## Textauszug
Therapiestunde mit Hund Retriever Nino ist immer dabei

BAD GODESBERG · Lennart und Nino sitzen an einem Tisch. Der Achtjährige hat knifflige Sprachübungen zu lösen. Retrievermischling Nino legt seine weiche Hundeschnauze neben das Aufgabenblatt. "Ja, bravo, Lennart, und jetzt sprechen wir noch mal, wie der Drache auf dem Blatt heißt", sagt Logopädin Anna Kallenberg.

 Lennart Rode übt mit Anna Kallenberg und Hund Nino.

Lennart Rode übt mit Anna Kallenberg und Hund Nino.

Foto: Ronald Friese

Lennart bildet konzentriert ein lautes "O" und hängt noch ein zischendes "Sch" dran. In der logopädischen Praxis B. Taylor wiederholt der Junge die Laute mit deutlichen Mundbewegungen immer wieder. Nebenbei streichelt er Nino übers goldbraune Fell. "Lennart lernt hier, sicherer und selbstbewusster zu sprechen und aus sich herauszugehen", sagt Kallenberg, während der Junge seinem Freund geschickt ein Leckerli in die nasse Schnauze steckt.

## Aufgabenstellung
Führen Sie den Bericht über den Therapiehund Nino in der logopädischen Praxis nach seinem letzten Satz weiter.

## Bereitgestellte Daten
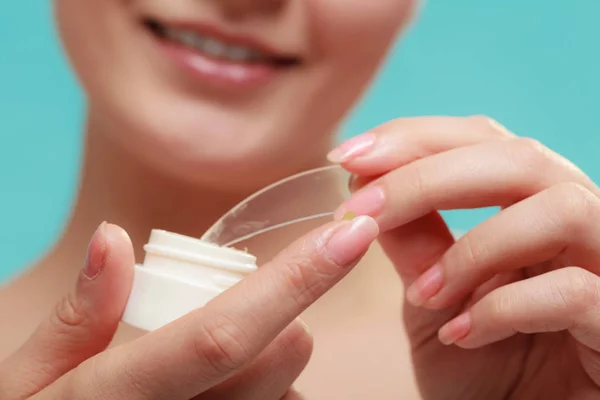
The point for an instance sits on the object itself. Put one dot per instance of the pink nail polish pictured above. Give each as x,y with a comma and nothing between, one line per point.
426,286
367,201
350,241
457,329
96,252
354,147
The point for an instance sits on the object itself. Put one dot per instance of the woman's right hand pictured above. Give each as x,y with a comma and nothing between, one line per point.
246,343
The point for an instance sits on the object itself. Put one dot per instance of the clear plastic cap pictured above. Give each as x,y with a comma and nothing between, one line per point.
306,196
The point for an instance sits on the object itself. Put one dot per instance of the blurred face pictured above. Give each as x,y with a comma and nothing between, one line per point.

==

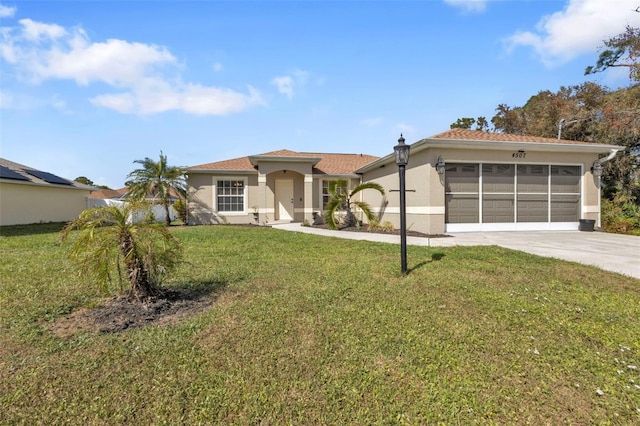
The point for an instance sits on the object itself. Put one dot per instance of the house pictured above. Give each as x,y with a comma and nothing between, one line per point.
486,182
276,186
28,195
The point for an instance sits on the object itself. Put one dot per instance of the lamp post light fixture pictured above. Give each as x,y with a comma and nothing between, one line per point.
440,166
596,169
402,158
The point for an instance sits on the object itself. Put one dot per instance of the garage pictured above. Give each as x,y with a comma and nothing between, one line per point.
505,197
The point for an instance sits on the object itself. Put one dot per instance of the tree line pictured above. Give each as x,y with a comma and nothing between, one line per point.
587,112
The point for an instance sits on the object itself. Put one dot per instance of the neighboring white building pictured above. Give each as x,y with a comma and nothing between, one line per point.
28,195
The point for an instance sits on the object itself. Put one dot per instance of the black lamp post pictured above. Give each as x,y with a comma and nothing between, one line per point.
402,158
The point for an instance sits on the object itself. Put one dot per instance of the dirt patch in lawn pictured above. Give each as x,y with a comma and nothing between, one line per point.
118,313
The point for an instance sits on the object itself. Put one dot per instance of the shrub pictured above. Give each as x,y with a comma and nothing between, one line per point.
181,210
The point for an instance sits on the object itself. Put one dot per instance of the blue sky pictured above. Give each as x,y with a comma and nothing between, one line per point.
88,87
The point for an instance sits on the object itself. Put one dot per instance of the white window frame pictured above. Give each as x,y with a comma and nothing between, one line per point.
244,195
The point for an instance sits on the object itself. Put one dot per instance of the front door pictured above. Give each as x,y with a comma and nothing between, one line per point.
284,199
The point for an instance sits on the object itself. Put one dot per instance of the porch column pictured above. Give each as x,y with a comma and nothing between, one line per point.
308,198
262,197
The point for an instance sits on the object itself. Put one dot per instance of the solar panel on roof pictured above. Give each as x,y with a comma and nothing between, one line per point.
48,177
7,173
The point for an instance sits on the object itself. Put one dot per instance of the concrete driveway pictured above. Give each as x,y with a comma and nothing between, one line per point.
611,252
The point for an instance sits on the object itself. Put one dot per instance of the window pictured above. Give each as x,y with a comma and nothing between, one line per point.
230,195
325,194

* * *

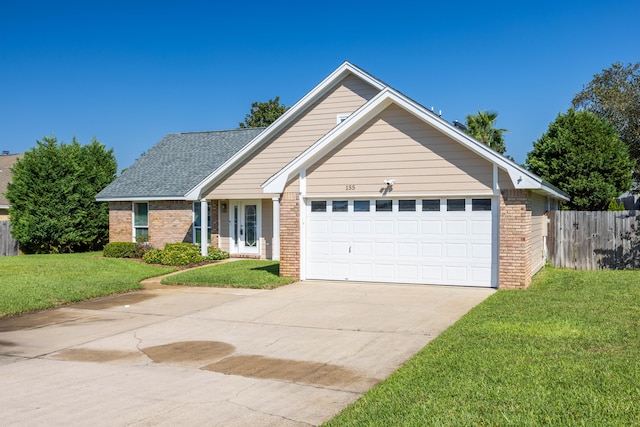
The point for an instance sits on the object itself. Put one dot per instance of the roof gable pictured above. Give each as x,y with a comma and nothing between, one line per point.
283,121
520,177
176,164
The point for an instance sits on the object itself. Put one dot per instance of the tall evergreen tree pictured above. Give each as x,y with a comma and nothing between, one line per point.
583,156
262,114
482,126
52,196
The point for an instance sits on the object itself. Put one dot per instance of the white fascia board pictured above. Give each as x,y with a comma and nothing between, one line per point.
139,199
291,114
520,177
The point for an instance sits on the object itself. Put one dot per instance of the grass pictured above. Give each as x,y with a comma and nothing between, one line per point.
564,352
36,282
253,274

## Lösung
Nino brummelt zufrieden. Der Zweitklässler der integrativen Bodelschwinghschule habe in der nun einjährigen tiergestützten Therapie sehr schöne Fortschritte gemacht. Frühere Therapieversuche hätten bei dem schüchternen, sprachbehinderten Jungen kaum mehr gewirkt.

"Hunde kommunizieren eindeutig, sie sind ehrlich und lügen nicht. Sie kategorisieren ihr Gegenüber nicht nach ärztlichen Diagnosen und reagieren rein auf das Verhalten des Einzelnen hin", erklärt die Logopädin. Dem zutraulichen Nino gegenüber müsse sich Lennart nicht verstellen. Durch Nino erfahre der Junge, auch außerhalb der schützenden Familie vorurteilsfrei angenommen zu werden und könne selbst Verantwortung übernehmen. "Lennart erfährt, dass nicht nur er Hilfe braucht, sondern dass auch er selbst Hilfe spenden kann."

Und tatsächlich: Lennart hat beim Betreten des Therapieraums zunächst nach dem Wasser geschaut und den Napf des Hundes aufgefüllt. Immer wieder greift der Junge in den Futterbeutel und erntet dankbares Knurren. "So erfährt Lennart, gebraucht zu werden und geben zu können", sagt Kallenberg.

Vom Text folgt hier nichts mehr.